Requirement ::
Reproduce the material below verbatim, leaving every line and character unchanged.

******************************

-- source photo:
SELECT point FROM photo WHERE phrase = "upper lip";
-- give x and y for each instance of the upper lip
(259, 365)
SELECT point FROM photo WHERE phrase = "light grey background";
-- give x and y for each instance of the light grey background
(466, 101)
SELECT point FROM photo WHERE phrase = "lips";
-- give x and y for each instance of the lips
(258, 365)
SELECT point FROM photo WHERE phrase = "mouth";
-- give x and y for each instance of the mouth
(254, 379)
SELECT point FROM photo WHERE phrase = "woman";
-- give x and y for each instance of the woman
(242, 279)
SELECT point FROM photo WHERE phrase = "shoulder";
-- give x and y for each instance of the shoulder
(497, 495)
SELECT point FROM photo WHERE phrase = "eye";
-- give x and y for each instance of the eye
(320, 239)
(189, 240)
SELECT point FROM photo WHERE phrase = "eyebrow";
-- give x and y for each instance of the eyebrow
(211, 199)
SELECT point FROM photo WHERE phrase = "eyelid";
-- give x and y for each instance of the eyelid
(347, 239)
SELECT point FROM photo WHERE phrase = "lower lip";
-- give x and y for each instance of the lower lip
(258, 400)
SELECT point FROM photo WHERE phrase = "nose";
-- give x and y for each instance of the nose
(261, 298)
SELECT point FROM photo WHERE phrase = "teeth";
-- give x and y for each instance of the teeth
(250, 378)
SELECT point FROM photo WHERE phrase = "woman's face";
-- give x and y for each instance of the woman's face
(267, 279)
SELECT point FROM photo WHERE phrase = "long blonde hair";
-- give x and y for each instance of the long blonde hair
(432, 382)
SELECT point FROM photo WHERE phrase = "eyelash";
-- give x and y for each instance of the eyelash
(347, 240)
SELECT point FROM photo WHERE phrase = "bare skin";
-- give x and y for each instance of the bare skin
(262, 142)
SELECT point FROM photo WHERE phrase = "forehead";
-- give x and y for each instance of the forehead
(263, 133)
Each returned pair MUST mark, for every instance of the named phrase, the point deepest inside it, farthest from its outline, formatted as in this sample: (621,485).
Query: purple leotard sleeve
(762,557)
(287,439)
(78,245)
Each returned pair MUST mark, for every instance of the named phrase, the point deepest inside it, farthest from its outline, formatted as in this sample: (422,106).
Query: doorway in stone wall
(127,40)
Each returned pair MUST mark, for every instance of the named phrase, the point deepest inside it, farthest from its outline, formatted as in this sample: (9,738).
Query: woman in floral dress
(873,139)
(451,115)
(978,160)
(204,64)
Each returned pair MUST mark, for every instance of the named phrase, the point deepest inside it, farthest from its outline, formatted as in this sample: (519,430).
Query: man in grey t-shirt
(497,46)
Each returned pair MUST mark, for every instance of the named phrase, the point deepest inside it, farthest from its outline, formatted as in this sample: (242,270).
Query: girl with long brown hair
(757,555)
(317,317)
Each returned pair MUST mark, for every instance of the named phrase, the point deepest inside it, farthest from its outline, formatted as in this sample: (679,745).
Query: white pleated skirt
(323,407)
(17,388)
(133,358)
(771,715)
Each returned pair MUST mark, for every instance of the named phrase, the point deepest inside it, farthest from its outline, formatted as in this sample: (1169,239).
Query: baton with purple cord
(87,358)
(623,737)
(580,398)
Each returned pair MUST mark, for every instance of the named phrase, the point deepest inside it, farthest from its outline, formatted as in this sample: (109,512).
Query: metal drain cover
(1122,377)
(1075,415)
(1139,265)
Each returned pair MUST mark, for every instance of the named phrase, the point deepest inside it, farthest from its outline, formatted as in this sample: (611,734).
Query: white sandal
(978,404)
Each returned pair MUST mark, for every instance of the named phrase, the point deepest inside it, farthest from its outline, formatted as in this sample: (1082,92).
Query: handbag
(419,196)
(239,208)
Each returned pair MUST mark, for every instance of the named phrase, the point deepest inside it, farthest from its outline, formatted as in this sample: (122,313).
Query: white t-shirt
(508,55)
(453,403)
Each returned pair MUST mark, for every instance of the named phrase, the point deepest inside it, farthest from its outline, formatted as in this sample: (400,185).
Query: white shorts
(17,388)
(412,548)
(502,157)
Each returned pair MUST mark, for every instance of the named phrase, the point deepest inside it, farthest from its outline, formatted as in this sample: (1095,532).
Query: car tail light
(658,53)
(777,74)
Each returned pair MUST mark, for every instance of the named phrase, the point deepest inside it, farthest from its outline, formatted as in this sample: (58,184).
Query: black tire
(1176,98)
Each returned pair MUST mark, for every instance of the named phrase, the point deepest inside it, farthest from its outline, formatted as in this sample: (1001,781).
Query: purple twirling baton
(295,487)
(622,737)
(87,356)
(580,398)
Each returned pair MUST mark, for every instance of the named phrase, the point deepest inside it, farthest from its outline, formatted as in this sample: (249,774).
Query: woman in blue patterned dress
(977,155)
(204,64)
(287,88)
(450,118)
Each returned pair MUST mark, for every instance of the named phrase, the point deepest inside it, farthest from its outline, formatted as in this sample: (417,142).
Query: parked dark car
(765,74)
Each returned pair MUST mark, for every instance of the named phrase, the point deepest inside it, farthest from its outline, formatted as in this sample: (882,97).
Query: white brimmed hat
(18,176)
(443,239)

******************************

Answer to this exercise ::
-- source photo:
SELECT point FROM photo WHERE phrase = "upper lip";
-- give x and y for each instance of the upper lip
(259, 365)
SELECT point FROM photo WHERE phrase = "light grey background";
-- give x and y for each instance of the light grey background
(466, 101)
SELECT point FROM photo WHERE phrase = "lips";
-- give x and y for each instance of the lips
(258, 365)
SELECT point FROM photo WHERE phrase = "mouth";
-- give x and y for each instance of the mouth
(254, 379)
SELECT point FROM photo WHERE phrase = "woman";
-- give x and y for each instance of the woman
(242, 279)
SELECT point FROM photo WHERE phrase = "shoulder";
-- give x and y for each instance of the shoulder
(497, 495)
SELECT point FROM photo WHERE phrase = "eye";
-- give x and y for each instance of the eye
(320, 239)
(189, 240)
SELECT point FROM photo WHERE phrase = "eyebrow";
-- give x and y for each instance of the eyebrow
(211, 199)
SELECT point FROM photo WHERE phrase = "eyelid";
-- give x and y for each instance of the eyelid
(347, 239)
SELECT point FROM photo WHERE phrase = "lower lip";
-- give x and y for each instance of the lower lip
(258, 400)
SELECT point FROM photo WHERE phrase = "nose";
-- give x and y for each instance of the nose
(261, 298)
SELECT point FROM photo WHERE phrase = "teeth";
-- give x and y for each instance of the teeth
(250, 378)
SELECT point FROM photo WHERE phrase = "woman's face";
-- give x and y for each instance of the woman's face
(267, 279)
SELECT point FROM photo WHERE phrase = "long blonde hair";
-- give x and y for each instance of the long blonde hair
(432, 382)
SELECT point FROM photo WHERE phrase = "eyelash";
-- give x and y for each instance of the eyelash
(347, 240)
SELECT point FROM photo WHERE phrase = "bare skin";
-- give x and y for each instance of the bare skin
(262, 142)
SELECT point FROM photo WHERE phrase = "forehead";
-- give x and y for each instance of the forehead
(263, 133)
Each returned pair MUST mark, for every instance of the named phrase, the point deepest inside it, farthest from its outline, formatted as in this sample: (621,485).
Query: purple leotard sleeve
(762,557)
(287,439)
(78,245)
Each returned pair MUST mark, for every instance of the named phrase, the point deepest inside it, farthest from its outline, formatted as in this sample: (422,106).
Query: doorway in stone wall
(127,40)
Each returned pair MUST mark, for every instance of the named phrase, the point deepest inside it, farthest from its outline, formatted as in this sample: (9,738).
Query: woman in floral dress
(873,139)
(451,115)
(978,160)
(204,64)
Each returned pair MUST mark, for every instance of the named phrase, the point deepest inside it, farthest from its outline, formatted as in this sample: (519,430).
Query: man in grey t-shirt
(497,46)
Each returned pair MUST mark, for every instance of the named phrase, the point deepest inside it, farthest from its outline, formatted as in this sample: (242,270).
Query: girl with long brown hair
(757,555)
(317,317)
Each returned pair MUST mark, for every instance of the named phrase, the point deepest inside it, farthest from its outline, formatted as in this sample: (679,745).
Query: white pleated skirt
(323,407)
(17,388)
(133,358)
(771,715)
Each returned pair MUST mark, for every instance of the named phrase, the point deepest inside it, farthest from its outline, formatted as in this sample: (1169,239).
Query: baton with purple cord
(87,358)
(623,737)
(580,398)
Each returned pair MUST mark, for every instance of the named phrase, the point deepest inside it, farthest from its outline, formatted as in this sample: (109,512).
Query: metal drain cover
(1122,377)
(1075,415)
(1139,265)
Each returned pair MUST mark, for every instance of the named phrase, the point deepest inside it, farthest from its outline, formatted as in this sample: (611,734).
Query: white sandal
(978,404)
Each returned pair MUST mark, for every instance of the named phrase, the point deepest inside it, farthest from its outline, formatted as in this sample: (1082,92).
Query: handbag
(419,196)
(239,208)
Each returned pair MUST mark, for every instance of the named phrase, the point deepest inside it, farthest from its outline, formatted as in this sample: (122,313).
Query: white t-shirt
(508,55)
(453,403)
Each returned pair MUST mark, for every instance of the named phrase, the point deepest inside it, farthest from its outline, formatted as in this sample: (400,185).
Query: white shorts
(17,388)
(412,548)
(502,157)
Each returned pair MUST mark, for every instance of the named phrase, the point deepest inside it, farthest from its outline, formatted as in this sample: (1095,532).
Query: car tail light
(658,53)
(777,74)
Each returned pair MUST mark, for every instance of the named phrase, the point deepest inside it, farthest from its outline, formatted as in this sample: (58,184).
Query: black tire
(1176,98)
Each returned pair MUST mark, for every instance of the named phrase, the point deepest inside it, farthest from its outline, formatted as in this sample: (1001,781).
Query: purple twirling baton
(295,487)
(622,737)
(87,356)
(580,398)
Each returned pair MUST mark, for every instance of the named phrase, the point deepest inside it, farthest from its outline, formatted as in this sample: (249,774).
Query: woman in blue patterned dress
(977,155)
(204,64)
(287,88)
(450,118)
Each returned pair MUST mark, for every instance of the named phrase, the point deepest inside it, farthest from its outline, formatted as in this sample: (417,142).
Query: parked dark car
(765,74)
Each returned pair MUST mark, for every instance of the named phrase, the point deepest inside it, farthest from its outline, formatted as in this sample: (882,97).
Query: white brimmed hat
(18,176)
(443,239)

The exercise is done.